EXERCISE INSTRUCTIONS: Rewrite the stretch of lines from the one containing "Where can the reflection" through the one containing "Target: pine tree", replacing "position" with "location" and leaving everything else unchanged.

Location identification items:
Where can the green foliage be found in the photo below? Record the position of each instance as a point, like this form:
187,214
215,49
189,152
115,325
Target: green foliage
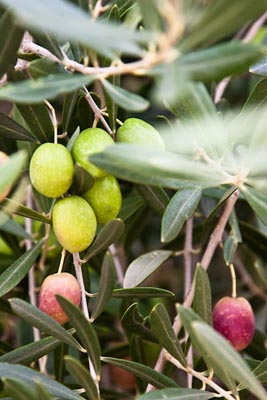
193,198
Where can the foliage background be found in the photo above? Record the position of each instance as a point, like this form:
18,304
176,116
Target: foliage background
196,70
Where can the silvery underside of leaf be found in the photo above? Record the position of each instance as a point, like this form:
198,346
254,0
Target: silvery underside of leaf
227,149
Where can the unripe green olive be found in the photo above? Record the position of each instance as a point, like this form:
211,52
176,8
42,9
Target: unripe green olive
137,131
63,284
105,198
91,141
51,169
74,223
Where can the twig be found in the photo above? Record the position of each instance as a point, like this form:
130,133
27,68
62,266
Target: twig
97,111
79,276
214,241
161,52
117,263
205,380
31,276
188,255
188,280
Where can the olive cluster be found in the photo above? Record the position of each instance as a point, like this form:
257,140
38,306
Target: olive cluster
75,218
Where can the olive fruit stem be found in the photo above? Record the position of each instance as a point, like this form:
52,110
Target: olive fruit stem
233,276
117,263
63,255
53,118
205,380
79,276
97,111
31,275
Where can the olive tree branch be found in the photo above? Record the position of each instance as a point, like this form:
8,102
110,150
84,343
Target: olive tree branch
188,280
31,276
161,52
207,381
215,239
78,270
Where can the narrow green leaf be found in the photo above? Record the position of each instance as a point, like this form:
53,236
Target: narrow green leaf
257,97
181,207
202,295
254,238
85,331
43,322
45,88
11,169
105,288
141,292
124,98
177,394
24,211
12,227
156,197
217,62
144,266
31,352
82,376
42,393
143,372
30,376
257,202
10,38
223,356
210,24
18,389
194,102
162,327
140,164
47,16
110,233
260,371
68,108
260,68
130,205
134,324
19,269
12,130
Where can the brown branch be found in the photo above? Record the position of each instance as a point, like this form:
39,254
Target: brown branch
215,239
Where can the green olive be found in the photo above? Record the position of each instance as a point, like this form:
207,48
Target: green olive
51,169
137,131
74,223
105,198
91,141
--
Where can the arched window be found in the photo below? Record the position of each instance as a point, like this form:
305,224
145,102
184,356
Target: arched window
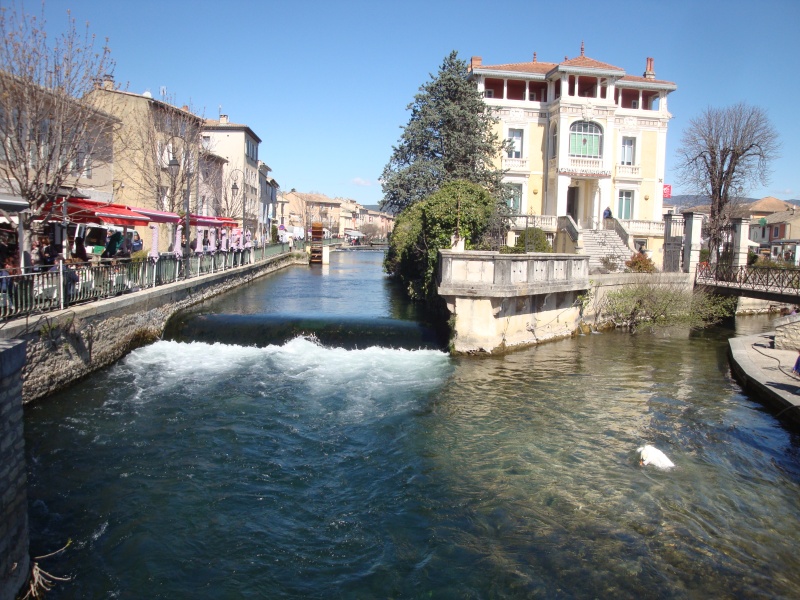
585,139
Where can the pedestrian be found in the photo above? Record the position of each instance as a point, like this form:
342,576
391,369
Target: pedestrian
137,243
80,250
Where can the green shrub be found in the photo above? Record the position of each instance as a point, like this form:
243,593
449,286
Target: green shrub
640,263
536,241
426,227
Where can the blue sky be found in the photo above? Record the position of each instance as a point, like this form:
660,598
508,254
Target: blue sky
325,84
---
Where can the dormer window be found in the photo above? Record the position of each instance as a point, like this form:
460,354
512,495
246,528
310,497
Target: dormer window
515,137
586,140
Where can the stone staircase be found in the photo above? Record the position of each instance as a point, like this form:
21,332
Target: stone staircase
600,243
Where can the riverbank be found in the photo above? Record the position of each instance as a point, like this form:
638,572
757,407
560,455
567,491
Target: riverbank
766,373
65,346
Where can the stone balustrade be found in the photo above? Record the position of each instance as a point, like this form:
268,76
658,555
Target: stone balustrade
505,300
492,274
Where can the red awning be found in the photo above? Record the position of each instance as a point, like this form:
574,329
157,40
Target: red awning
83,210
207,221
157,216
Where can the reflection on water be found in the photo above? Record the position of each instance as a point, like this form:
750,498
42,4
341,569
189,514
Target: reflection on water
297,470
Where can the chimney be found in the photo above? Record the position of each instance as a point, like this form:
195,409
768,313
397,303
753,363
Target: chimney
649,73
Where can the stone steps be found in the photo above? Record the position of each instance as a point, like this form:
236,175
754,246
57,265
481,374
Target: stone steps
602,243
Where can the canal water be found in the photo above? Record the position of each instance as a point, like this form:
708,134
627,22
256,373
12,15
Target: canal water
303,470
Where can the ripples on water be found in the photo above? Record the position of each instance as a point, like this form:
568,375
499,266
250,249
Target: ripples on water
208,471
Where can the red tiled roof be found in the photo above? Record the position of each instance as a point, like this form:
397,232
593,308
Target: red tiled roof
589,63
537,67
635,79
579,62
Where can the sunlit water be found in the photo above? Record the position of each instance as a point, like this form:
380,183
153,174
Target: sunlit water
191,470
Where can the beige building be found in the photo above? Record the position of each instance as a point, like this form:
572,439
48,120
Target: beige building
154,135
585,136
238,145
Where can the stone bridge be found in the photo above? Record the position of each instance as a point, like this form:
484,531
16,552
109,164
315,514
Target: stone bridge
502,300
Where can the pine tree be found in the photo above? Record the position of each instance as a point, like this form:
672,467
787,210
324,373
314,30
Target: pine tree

SOLVED EXERCISE:
Where can the reflection on water be found in the photo above? Record the location of each instance as a point, like this form:
750,498
42,4
341,569
189,514
Target: reflection on water
297,470
Where can the chimney be found in the photo above? Record the location of each instance as a point, like this form:
195,409
768,313
397,303
753,363
Target: chimney
649,73
Where can the stone steps be found in the photo above? Record the location of each instance as a point, like this form:
236,175
754,246
57,265
481,374
Target: stone steps
602,243
Where can the canal water be found in the photo above? Record the location of each instance as a point, like this form:
708,134
627,22
256,373
12,15
Target: canal water
303,470
Where can the ripples on water be found in the photo above? Record the location of each instance as a point, like this form:
568,375
499,266
250,249
Target: ripples on water
208,471
Where can the red tiled roof be found in the photo above? Record the location of each instance as a point, like this form:
397,232
593,308
Target: red tiled roof
589,63
537,67
635,79
579,62
Where can the sunlit water be found in the photo above? Record the location of each instance as a point, like this form:
380,183
153,174
Target: sunlit water
191,470
Where can the beige building be found in the photo above? Record the location of each instance as a point, like this form:
572,439
48,120
Target: beige building
154,135
585,136
238,145
Where can the stone bridge be found in the photo above? Record the location of each instance as a point, like this form:
484,531
16,552
109,164
315,514
Target: stone bridge
502,300
Where can the pine tree be found in the photo above? Record the location of each instance as a point, like this form:
672,467
787,210
324,373
314,30
Target: pine tree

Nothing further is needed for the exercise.